Begin Listed records

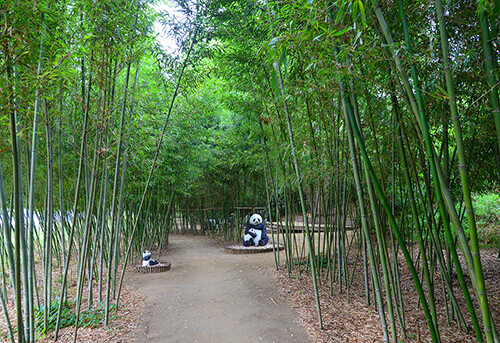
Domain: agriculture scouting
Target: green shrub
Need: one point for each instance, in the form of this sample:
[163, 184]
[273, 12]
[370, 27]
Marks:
[487, 210]
[90, 318]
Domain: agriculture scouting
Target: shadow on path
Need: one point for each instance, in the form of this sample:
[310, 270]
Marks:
[211, 295]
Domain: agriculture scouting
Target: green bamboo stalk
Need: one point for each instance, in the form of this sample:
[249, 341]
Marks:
[440, 183]
[462, 165]
[18, 208]
[49, 221]
[364, 222]
[153, 166]
[7, 232]
[392, 221]
[85, 245]
[8, 245]
[77, 196]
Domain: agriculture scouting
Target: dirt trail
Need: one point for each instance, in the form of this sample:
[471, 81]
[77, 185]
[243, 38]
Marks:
[210, 295]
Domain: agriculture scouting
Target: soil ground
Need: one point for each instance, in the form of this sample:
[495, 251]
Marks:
[212, 295]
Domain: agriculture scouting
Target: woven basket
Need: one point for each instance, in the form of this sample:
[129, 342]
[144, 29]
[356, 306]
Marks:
[157, 268]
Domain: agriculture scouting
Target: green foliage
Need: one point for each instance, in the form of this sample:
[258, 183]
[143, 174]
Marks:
[487, 210]
[91, 318]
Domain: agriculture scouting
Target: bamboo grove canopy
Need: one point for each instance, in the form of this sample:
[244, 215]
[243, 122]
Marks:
[383, 113]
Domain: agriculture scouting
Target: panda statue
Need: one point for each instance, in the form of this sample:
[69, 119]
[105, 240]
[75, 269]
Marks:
[147, 260]
[255, 233]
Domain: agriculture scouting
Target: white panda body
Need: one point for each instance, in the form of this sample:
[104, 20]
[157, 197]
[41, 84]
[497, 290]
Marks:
[255, 219]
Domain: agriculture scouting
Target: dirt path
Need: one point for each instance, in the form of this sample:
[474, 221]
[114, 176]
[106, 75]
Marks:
[210, 295]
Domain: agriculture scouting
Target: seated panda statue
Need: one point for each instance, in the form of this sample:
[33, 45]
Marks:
[147, 260]
[255, 233]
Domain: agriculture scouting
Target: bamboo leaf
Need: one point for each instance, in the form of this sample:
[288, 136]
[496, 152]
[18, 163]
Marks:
[341, 32]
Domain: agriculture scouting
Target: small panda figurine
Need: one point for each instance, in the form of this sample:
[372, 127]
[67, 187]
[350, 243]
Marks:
[255, 233]
[147, 260]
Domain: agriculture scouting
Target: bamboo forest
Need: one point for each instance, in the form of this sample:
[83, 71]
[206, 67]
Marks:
[365, 133]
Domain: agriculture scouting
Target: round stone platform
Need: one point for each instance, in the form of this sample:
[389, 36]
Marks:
[239, 248]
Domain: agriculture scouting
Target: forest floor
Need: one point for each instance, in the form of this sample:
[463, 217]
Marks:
[211, 295]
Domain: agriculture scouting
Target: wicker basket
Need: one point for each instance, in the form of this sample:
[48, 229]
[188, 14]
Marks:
[157, 268]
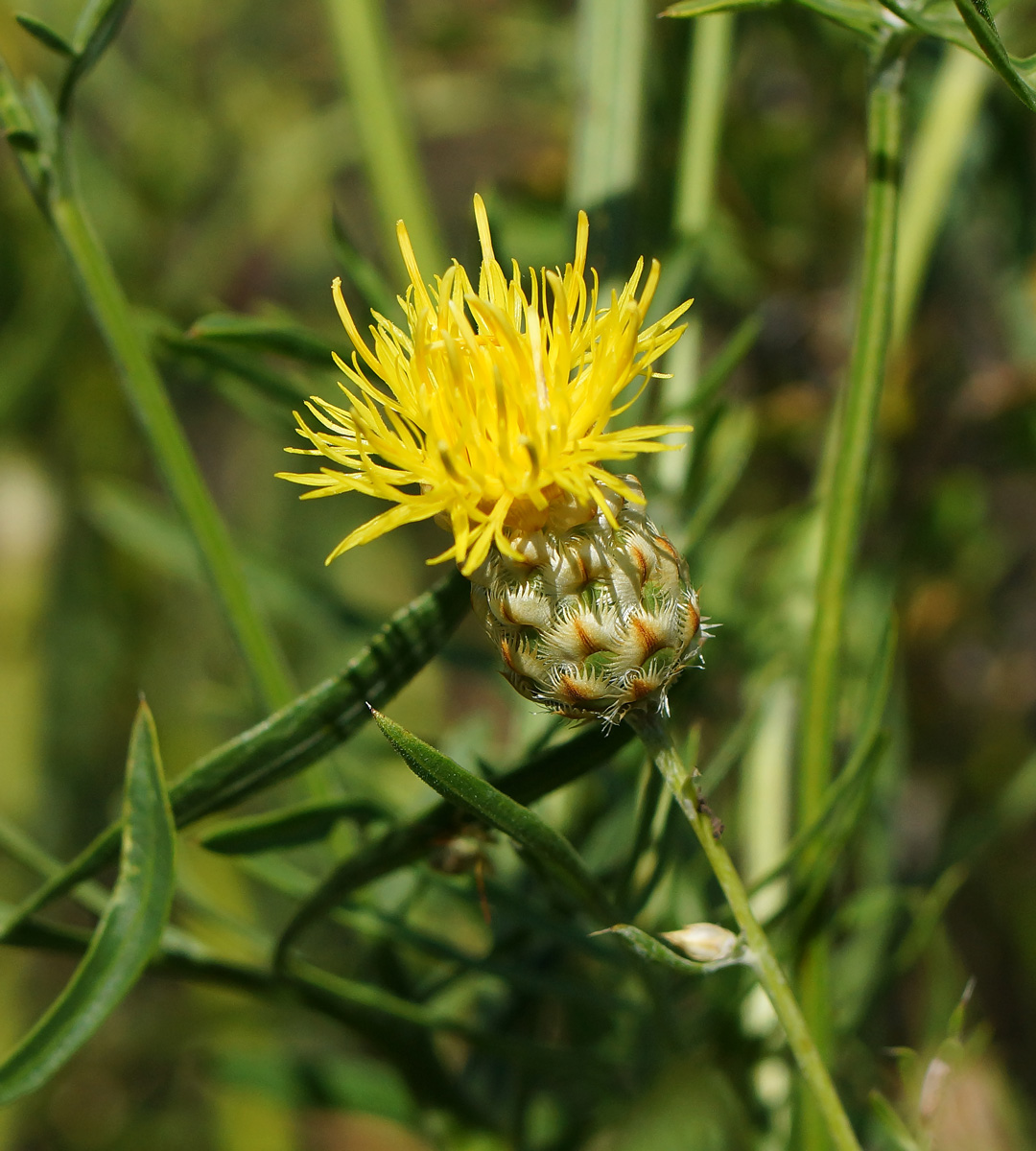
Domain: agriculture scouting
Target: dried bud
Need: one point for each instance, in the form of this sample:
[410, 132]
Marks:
[705, 943]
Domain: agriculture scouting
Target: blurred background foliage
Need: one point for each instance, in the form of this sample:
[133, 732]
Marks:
[225, 158]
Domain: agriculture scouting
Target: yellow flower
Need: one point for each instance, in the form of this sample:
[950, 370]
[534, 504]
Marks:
[494, 404]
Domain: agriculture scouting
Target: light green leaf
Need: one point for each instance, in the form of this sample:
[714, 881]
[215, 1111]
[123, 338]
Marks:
[128, 933]
[46, 35]
[291, 827]
[483, 800]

End Listed records

## [Required work]
Pictures stay out; repeat all the rest of the records exactly.

## [Answer to the task]
Domain: agriculture scouting
Target: green shrub
Need: one point for each instance, in the form of this sample:
[163, 184]
[273, 12]
[370, 27]
Marks:
[487, 210]
[90, 318]
Domain: agriculture scouting
Target: shadow on path
Need: one point for each instance, in the form of this sample:
[310, 270]
Marks:
[211, 295]
Domain: agriculture scouting
Target: green bamboo stalk
Need: one point for each instance, in the form of this sample:
[249, 341]
Marks:
[440, 183]
[462, 165]
[18, 208]
[49, 221]
[364, 222]
[153, 166]
[7, 232]
[392, 221]
[85, 245]
[8, 245]
[77, 196]
Domain: agriculture scouting
Target: dirt trail
Need: one point for each instance, in the form of this sample:
[471, 81]
[77, 185]
[243, 38]
Marks:
[210, 295]
Domain: agriculture scouting
Target: soil ground
Need: one point for each instance, in the form of this sample:
[495, 251]
Marks:
[212, 295]
Domain: agriculture scouting
Target: woven basket
Need: one point for each instance, in the form of this sample:
[129, 342]
[144, 29]
[356, 306]
Marks:
[157, 268]
Domain: agriculture scouting
Target: green foliage
Need: one point for each instance, in the form of this sample:
[258, 183]
[143, 174]
Marks:
[487, 210]
[91, 318]
Domain: agriculture scouting
Target: bamboo grove canopy
Need: one point for each instance, in the form of this sample:
[244, 215]
[243, 122]
Marks:
[383, 113]
Domain: agriculture scouting
Target: panda statue
Need: one point for each instance, in the form of this sample:
[69, 119]
[105, 240]
[75, 269]
Marks:
[147, 260]
[255, 233]
Domain: agriculture scouting
Target: white panda body
Need: one point for each instance, in the form of this sample:
[104, 20]
[157, 197]
[41, 84]
[497, 290]
Marks:
[255, 219]
Domain: agriculture scouting
Target: dirt path
Need: one point for each instance, in the form of this sample:
[474, 221]
[114, 176]
[106, 75]
Marks:
[210, 295]
Domain: agriculture scouting
Target: seated panda statue
Need: one point for each instance, in the form of this sample:
[33, 45]
Marks:
[147, 260]
[255, 233]
Domain: agriculture scouting
Target: bamboo leaf
Need: one point for each instance, in the form of this sample:
[288, 136]
[496, 152]
[18, 163]
Marks:
[341, 32]
Domain: agriculture scouting
Target: small panda figurine
Need: one point for each instance, in the form of this sample:
[372, 127]
[67, 187]
[350, 243]
Marks:
[255, 233]
[147, 260]
Domain: agriculture scouting
Target: bamboo forest
Need: one point for each instance, in the form of this sample:
[83, 71]
[206, 67]
Marks:
[365, 133]
Domain: agriculture scouting
Target: round stone platform
Need: one point for each instance, in the form of this sample:
[389, 36]
Marks:
[239, 248]
Domain: agriculture scouting
Target: forest floor
Need: one point for each instance, in the form of this sample:
[463, 217]
Marks:
[211, 295]
Domain: agriculture scouting
Target: wicker basket
Need: one point for each instance, in the form of this sample:
[48, 229]
[188, 14]
Marks:
[157, 268]
Domain: agriculture scouting
Target: dried bud
Need: one point for each instance, in the form of this sample:
[410, 132]
Marks:
[705, 943]
Domain: agriculture scouting
Target: blurred background foliage
Need: one point for each instance, in the form of this sample:
[133, 732]
Marks:
[225, 158]
Domain: agriculture scouting
Target: yellow flower
Need: one point for each instance, in the form of this sample:
[950, 370]
[534, 504]
Marks:
[494, 404]
Domain: agriculture scouting
Target: light green leaf
Need: one point for each instance, in the form of this sample:
[714, 881]
[215, 1111]
[123, 338]
Marks:
[128, 933]
[46, 35]
[291, 827]
[483, 800]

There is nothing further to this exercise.